┌────────

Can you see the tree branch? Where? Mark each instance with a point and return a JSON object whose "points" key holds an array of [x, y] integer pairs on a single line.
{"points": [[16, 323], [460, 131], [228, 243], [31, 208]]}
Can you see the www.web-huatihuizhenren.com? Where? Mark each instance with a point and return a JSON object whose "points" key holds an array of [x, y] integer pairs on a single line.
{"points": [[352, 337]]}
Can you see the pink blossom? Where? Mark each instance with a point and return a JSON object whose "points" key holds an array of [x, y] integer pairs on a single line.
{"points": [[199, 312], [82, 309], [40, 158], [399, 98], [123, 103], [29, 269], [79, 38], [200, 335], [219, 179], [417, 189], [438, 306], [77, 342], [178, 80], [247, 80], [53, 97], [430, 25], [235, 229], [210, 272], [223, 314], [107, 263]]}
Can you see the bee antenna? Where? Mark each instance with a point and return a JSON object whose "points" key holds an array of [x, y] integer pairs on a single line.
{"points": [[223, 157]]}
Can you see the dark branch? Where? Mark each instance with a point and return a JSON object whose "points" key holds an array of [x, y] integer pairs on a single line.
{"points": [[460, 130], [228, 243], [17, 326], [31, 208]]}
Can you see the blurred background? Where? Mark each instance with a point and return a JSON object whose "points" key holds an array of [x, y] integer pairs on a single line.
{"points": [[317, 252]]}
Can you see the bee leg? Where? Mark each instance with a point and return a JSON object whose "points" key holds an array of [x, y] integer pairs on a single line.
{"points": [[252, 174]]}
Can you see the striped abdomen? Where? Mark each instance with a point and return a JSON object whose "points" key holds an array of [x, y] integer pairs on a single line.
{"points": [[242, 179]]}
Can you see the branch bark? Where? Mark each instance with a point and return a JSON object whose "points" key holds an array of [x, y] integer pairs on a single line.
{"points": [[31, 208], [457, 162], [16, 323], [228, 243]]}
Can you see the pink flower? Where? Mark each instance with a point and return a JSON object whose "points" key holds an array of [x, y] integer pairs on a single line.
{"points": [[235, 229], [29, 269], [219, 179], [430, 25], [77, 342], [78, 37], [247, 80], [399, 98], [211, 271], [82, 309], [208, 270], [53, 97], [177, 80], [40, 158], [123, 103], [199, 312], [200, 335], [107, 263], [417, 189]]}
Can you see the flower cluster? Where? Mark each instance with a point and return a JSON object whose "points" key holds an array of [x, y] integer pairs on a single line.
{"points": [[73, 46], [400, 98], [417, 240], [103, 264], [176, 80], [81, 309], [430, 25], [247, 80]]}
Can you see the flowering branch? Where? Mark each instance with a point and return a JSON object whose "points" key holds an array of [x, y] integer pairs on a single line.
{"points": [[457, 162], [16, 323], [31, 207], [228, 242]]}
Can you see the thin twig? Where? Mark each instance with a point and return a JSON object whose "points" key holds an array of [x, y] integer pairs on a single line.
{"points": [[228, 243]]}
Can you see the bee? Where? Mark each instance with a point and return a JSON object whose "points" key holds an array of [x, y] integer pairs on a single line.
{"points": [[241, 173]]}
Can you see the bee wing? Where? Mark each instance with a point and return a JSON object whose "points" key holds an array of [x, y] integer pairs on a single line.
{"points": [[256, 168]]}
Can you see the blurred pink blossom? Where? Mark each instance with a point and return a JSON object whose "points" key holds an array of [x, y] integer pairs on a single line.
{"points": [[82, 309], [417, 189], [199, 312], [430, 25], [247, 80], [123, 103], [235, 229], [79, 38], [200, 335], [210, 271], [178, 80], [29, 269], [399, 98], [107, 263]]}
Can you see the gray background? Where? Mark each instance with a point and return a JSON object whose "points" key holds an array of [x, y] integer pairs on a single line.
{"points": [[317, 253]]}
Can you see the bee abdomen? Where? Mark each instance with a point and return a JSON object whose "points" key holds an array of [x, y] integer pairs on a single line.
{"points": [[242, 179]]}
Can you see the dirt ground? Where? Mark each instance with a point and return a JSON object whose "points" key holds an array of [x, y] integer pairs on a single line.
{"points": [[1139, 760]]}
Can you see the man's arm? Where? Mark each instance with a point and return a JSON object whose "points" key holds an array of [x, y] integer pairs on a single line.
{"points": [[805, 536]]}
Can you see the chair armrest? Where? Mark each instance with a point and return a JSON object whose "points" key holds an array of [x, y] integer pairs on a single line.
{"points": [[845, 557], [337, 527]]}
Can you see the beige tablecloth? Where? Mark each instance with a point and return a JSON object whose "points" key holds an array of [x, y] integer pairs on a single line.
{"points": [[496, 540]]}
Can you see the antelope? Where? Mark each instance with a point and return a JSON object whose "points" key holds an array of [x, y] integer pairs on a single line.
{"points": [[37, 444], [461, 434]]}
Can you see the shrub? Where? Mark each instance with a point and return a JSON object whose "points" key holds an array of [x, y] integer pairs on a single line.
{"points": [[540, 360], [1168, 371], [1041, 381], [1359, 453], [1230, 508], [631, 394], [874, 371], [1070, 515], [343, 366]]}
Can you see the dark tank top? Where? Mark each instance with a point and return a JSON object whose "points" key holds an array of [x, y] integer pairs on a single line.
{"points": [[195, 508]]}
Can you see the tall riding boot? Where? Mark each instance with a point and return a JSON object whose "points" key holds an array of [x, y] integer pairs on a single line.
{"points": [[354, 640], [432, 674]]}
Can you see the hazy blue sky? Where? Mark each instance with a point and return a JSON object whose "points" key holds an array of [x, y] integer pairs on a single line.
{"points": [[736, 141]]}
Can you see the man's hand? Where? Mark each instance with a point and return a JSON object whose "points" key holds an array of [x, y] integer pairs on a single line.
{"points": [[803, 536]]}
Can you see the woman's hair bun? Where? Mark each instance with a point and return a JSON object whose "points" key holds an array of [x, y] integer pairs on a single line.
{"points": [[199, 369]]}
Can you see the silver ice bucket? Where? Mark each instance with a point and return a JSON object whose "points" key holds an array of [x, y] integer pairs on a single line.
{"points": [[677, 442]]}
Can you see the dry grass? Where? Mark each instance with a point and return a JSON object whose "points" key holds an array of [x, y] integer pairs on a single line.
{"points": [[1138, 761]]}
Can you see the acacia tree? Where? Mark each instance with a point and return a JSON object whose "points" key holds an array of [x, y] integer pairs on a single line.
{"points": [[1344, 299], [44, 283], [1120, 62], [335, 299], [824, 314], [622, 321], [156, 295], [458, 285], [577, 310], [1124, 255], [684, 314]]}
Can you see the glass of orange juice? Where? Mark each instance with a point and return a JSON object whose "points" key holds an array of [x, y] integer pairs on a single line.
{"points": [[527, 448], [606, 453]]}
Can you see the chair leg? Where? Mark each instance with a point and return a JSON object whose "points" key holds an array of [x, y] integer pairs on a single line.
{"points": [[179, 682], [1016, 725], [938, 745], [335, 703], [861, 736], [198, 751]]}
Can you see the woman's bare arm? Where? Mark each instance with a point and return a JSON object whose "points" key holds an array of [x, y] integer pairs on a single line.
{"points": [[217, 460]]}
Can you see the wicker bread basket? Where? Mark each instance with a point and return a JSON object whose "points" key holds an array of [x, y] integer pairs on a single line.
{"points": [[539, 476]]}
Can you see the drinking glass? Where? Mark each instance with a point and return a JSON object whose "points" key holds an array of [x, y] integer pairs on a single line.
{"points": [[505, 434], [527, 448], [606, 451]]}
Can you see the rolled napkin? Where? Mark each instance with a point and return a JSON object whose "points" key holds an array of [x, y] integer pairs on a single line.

└────────

● How to complete this task: All of the lines above must be returned exactly.

● Response to the task:
Can you see the tree branch? Where? Mark each instance with a point and return a JSON object whose "points" key holds an array of [x, y] integer pairs on a single line.
{"points": [[16, 323], [460, 131], [228, 243], [31, 208]]}
Can you see the www.web-huatihuizhenren.com? Where? Mark each instance with a point and return a JSON object whose "points" key holds an array of [x, y] integer pairs on a single line.
{"points": [[352, 337]]}
Can you see the pink blossom? Where? Mark each instance with a point and return a JSON object whose "points" key holds an array of [x, y] integer pairs on a single line.
{"points": [[199, 312], [82, 309], [40, 158], [399, 98], [123, 103], [29, 269], [79, 38], [200, 335], [219, 179], [417, 189], [438, 306], [77, 342], [178, 80], [247, 80], [53, 97], [430, 25], [235, 229], [210, 272], [223, 314], [107, 263]]}
Can you see the bee antenna? Where? Mark each instance with a point and return a JSON object whose "points" key holds an array of [x, y] integer pairs on a single line.
{"points": [[223, 157]]}
Can you see the dark branch? Where? Mark each instance with a point and return a JSON object whose "points" key holds an array of [x, y] integer pairs on a single line.
{"points": [[460, 130], [228, 243], [17, 326], [31, 208]]}
Can you see the blurred background? Where? Mark each instance with a point and return a JSON object whose "points" key holds an array of [x, y] integer pairs on a single line.
{"points": [[317, 252]]}
Can you see the bee leg? Where? Mark each instance with a point and return a JSON object whose "points" key holds an array of [x, y] integer pairs on a single line.
{"points": [[252, 174]]}
Can you see the striped abdomen? Where? Mark each instance with a point and return a JSON object whose "points" key holds an array of [x, y] integer pairs on a single line.
{"points": [[242, 179]]}
Can you see the branch bark? Where? Mark each instance with a point and return a JSON object whose "points" key holds an array of [x, y] integer pairs on a single line.
{"points": [[31, 208], [457, 162], [16, 323], [228, 243]]}
Can you see the pink flower? Where? Mark each instance with a point and return a JSON object whose "points" key holds an array of [x, y] integer pairs on a single line.
{"points": [[235, 229], [29, 269], [219, 179], [430, 25], [77, 342], [78, 37], [247, 80], [399, 98], [211, 271], [82, 309], [208, 270], [53, 97], [177, 80], [40, 158], [123, 103], [199, 312], [200, 335], [107, 263], [417, 189]]}
Can you see the flower cluster? Where? Mark each instance with a point and return a JSON object whose "points" key holds an array of [x, y] integer pairs on a single line.
{"points": [[73, 46], [400, 98], [417, 240], [103, 264], [176, 80], [81, 309], [430, 25], [247, 80]]}
Can you see the flowering branch? Where? Mark each instance with a point and return a JSON object whose "points" key holds an array of [x, y] integer pairs on a single line.
{"points": [[457, 162], [16, 323], [31, 207], [228, 242]]}
Can you see the thin twig? Where? Mark each instance with a point and return a JSON object whose "points" key holds an array of [x, y] integer pairs on a single line.
{"points": [[228, 243]]}
Can you see the bee? Where? Mark each instance with a point and return a JSON object whose "points" key holds an array of [x, y] integer pairs on a single line.
{"points": [[241, 173]]}
Can you see the bee wing? Where? Mark each instance with a point and return a JSON object whose "points" key holds an array of [x, y] integer pairs on a single line.
{"points": [[256, 168]]}
Can you see the blurred pink blossom? Where? Mark each instance with a point and return a JSON object whose "points" key holds an array of [x, y] integer pairs on a single line.
{"points": [[82, 309], [417, 189], [199, 312], [430, 25], [247, 80], [123, 103], [235, 229], [79, 38], [200, 335], [210, 271], [178, 80], [29, 269], [399, 98], [107, 263]]}
Can you see the gray background? Where? Mark each instance with a point and return a JSON object whose "points" key holds an array of [x, y] integer pairs on a single line.
{"points": [[317, 253]]}
Can you see the bee abdomen? Where? Mark each instance with a point and return a JSON object whose "points" key holds an array of [x, y] integer pairs on a single line.
{"points": [[242, 179]]}
Can you see the dirt ground? Where? Mark each instance with a point and return a JSON object whose "points" key holds an array of [x, y] integer pairs on a single line.
{"points": [[1139, 760]]}
Can you see the man's arm? Where? Mark each instance with a point and return a JSON object whose "points" key holds an array of [x, y] integer pairs on a single line.
{"points": [[805, 536]]}
Can you see the chair armrest? Where? Mark each instance with a point and return a JSON object whose "points" key holds an array of [x, y] integer pairs on a single line.
{"points": [[845, 557], [337, 527]]}
Can you see the beige tablecloth? Where? Mark each instance with a point and return a JSON object whose "points" key holds an array of [x, y] integer pairs on a single line.
{"points": [[496, 540]]}
Can you see the antelope? Where? Mark each instance with a point and return a JSON object whose "points" key holds an array of [x, y] integer pairs on a single line.
{"points": [[37, 444], [461, 434]]}
Can you see the shrub? Where? Mark each instance with a point and return a JSON object whose "points" key holds an array of [x, y] integer pairs on a single line.
{"points": [[540, 360], [1168, 371], [1041, 381], [1359, 453], [1230, 508], [631, 394], [874, 371], [1070, 515], [343, 366]]}
Can you see the dark tank top? Where? Mark each instance with a point and return a JSON object whose "points" key holds an array of [x, y] integer pairs on a single line.
{"points": [[195, 508]]}
Can you see the tall riding boot? Where? Mark each instance with a point and return a JSON object whose "points" key holds an array of [x, y] integer pairs on a single line.
{"points": [[354, 640], [432, 674]]}
Can you see the hazy blue sky? Where? Mark each instance with a point and return a JSON object whose "points" key holds an array of [x, y] integer pairs on a single line.
{"points": [[736, 141]]}
Can you see the man's hand? Where? Mark each instance with a point and return a JSON object whose "points" key holds an array of [x, y] integer pairs on a single line.
{"points": [[803, 536]]}
Can you see the woman's hair bun? Where? Mark each instance with a point and return a JSON object whose "points" key holds an array of [x, y] integer pairs on a single line.
{"points": [[199, 369]]}
Can you see the silver ice bucket? Where? Mark each instance with a point and return a JSON object whose "points" key holds an array of [x, y] integer pairs on a single line.
{"points": [[677, 442]]}
Can you see the dry grass? Where? Mark each instance with a point and return a JSON object whose "points" key holds an array of [x, y] integer pairs on a single line.
{"points": [[1138, 761]]}
Can you see the acacia tree? Where? Mark each instance with a point and return a JSON object whose "points" key holds an array of [x, y] integer pairs on a single line.
{"points": [[1344, 299], [44, 283], [1120, 62], [335, 299], [824, 314], [622, 321], [156, 295], [458, 285], [577, 310], [1124, 255], [684, 314]]}
Can you see the glass of orange juice? Where? Mark each instance with a point and return a JSON object whose "points" key holds an array of [x, y] integer pairs on a single line.
{"points": [[527, 448], [606, 453]]}
Can you see the chair leg? Where? Mark each instance with a point and return a JSON object whose "points" key holds an array of [x, y] integer pairs on a single line.
{"points": [[179, 682], [1016, 725], [938, 745], [335, 703], [861, 736], [198, 751]]}
Can you see the woman's bare arm? Where? Mark each instance with a point and return a JSON object whose "points" key holds an array of [x, y] integer pairs on a single line.
{"points": [[217, 460]]}
Can you see the wicker bread basket? Where? Mark each instance with a point and return a JSON object whose "points" key holds an array of [x, y] integer pairs on a single line.
{"points": [[539, 476]]}
Can you see the drinking glass? Where? Mark each instance with a point and return a JSON object whose "points" key holds an array of [x, y] integer pairs on a single line.
{"points": [[505, 434], [527, 448], [606, 451]]}
Can you see the rolled napkin? Where? Mark each instance with a point and return a JSON object whose "points" key holds an array of [x, y] integer pairs on a single line.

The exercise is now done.